■ Aim of the task
Reproduce everything in the battery assembly text from "In some embodiments, the primary adhesive layer is" down to "to the primary adhesive layer.".

A battery assembly in accordance with one or more embodiments is provided. The battery assembly includes a first battery component portion, a second battery component portion, and a primary adhesive layer that is coupled to the first battery component portion and is disposed between the first and second battery component portions. A selectively decoupling adhesive layer is disposed between the primary adhesive layer and the second battery component portion and couples the second battery component portion with the primary adhesive layer and the first battery component portion. The selectively decoupling adhesive layer decouples the second battery component portion from the primary adhesive layer and the first battery component portion in response to a trigger stimuli.

In some embodiments, the selectively decoupling adhesive layer includes an adhesive chosen from a vitrimer adhesive, a hot melt adhesive, a pressure sensitive adhesive, a thermoset adhesive, a thermoplastic adhesive, or a combination thereof.

In some embodiments, the selectively decoupling adhesive layer further includes ferromagnetic particles that are incorporated into the adhesive.

In some embodiments, the ferromagnetic particles are present in the adhesive in an amount of from about 1 to about 60 wt. %, based on a total weight of the selectively decoupling adhesive layer.

In some embodiments, the primary adhesive layer includes an adhesive chosen from a foam adhesive, a thermoset adhesive, a thermoplastic adhesive, or a combination thereof.

In some embodiments, the primary adhesive layer is directly coupled to the first battery component portion and the selectively decoupling adhesive layer is directly coupled to the primary adhesive layer.

In some embodiments, the selectively decoupling adhesive layer is directly coupled to the second battery component portion.

In some embodiments, the selectively decoupling adhesive layer is indirectly coupled to the first battery component portion via the primary adhesive layer.

In some embodiments, the battery assembly further includes an additional primary adhesive layer that is disposed between the selectively decoupling adhesive layer and the second battery component portion. The selectively decoupling adhesive layer is directly coupled to the additional primary adhesive layer and indirectly coupled to the second battery component portion via the additional primary adhesive layer.

In some embodiments, the first battery component portion is a battery module and the second battery component portion is a battery pack cover.

In some embodiments, the first battery component portion is a first battery cell and the second battery component portion is a second battery cell.

In some embodiments, the battery assembly further includes a pre-formed foam structure having a perimeter foam wall that surrounds an opening. The perimeter foam wall extends between the first and second battery component portions and the primary adhesive layer and the selectively decoupling adhesive layer are disposed in the opening of the pre-formed foam structure.

A method for servicing a battery assembly in accordance with one or more embodiments is provided. The method includes providing the battery assembly. The battery assembly includes a first battery component portion, a second battery component portion, and a primary adhesive layer that is coupled to the first battery component portion and disposed between the first and second battery component portions. The battery assembly further includes a selectively decoupling adhesive layer that is disposed between the primary adhesive layer and the second battery component portion and that couples the second battery component portion with the primary adhesive layer and the first battery component portion. The method further includes applying a trigger stimuli to the selectively decoupling adhesive layer such that the selectively decoupling adhesive layer responds to the trigger stimuli by decoupling the second battery component portion from the primary adhesive layer and the first battery component portion.

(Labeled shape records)
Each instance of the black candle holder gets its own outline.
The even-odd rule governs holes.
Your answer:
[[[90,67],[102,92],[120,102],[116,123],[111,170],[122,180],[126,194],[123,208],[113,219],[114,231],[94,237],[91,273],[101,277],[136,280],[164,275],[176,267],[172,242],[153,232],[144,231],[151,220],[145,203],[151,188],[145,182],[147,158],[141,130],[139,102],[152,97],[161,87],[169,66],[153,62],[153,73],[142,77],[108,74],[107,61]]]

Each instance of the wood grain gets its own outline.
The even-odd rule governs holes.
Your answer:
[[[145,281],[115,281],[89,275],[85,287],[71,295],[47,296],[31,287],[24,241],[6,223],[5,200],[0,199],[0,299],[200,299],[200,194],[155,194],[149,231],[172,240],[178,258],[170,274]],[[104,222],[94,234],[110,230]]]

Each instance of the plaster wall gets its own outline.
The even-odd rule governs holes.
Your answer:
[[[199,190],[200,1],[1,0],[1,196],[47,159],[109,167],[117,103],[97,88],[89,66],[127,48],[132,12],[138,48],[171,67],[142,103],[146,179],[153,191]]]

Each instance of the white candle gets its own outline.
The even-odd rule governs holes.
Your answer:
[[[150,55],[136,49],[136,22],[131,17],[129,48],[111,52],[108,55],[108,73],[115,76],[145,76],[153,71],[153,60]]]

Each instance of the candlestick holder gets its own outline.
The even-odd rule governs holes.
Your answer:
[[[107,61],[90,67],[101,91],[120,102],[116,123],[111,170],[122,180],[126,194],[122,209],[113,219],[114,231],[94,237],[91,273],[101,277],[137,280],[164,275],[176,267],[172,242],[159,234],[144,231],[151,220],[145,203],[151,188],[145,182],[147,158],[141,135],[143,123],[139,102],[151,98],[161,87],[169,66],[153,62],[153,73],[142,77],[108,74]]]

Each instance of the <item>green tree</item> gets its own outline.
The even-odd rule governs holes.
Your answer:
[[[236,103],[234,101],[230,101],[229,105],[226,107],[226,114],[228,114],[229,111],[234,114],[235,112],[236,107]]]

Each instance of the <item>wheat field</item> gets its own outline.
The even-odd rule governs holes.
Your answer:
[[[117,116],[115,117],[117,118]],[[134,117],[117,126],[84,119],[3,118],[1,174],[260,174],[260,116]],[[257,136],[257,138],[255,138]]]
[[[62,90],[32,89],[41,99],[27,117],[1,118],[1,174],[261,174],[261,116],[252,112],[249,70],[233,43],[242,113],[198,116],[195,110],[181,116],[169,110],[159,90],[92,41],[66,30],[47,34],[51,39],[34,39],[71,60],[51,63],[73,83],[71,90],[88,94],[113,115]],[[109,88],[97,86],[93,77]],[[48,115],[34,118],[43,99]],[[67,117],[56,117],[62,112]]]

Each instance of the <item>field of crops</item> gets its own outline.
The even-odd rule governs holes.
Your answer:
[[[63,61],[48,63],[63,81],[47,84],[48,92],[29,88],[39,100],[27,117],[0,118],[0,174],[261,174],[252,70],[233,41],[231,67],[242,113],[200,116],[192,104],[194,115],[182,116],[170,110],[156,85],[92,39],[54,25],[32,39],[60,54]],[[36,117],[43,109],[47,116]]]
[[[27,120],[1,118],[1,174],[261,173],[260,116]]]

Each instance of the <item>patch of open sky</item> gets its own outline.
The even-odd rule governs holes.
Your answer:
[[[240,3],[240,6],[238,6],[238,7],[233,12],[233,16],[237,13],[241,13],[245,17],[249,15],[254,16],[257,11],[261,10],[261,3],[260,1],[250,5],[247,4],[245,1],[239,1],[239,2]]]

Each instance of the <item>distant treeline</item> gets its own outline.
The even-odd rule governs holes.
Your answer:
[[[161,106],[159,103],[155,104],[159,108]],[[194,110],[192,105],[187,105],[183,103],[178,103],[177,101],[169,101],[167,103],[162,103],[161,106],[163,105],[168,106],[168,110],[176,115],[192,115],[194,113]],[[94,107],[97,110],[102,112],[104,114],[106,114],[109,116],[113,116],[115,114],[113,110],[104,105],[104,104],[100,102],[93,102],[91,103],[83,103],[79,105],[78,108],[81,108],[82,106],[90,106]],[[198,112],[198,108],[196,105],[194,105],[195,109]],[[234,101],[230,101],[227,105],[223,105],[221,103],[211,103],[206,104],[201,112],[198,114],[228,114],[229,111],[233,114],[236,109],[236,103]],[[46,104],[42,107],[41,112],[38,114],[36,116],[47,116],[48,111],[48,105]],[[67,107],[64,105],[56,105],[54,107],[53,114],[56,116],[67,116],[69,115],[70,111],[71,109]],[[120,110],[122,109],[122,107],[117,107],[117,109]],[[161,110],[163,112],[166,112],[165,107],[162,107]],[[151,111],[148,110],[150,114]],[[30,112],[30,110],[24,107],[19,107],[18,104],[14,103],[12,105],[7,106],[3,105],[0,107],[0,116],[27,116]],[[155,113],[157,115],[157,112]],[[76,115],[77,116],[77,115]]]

■ Written response
In some embodiments, the primary adhesive layer is directly coupled to the first battery component portion and the selectively decoupling adhesive layer is directly coupled to the primary adhesive layer.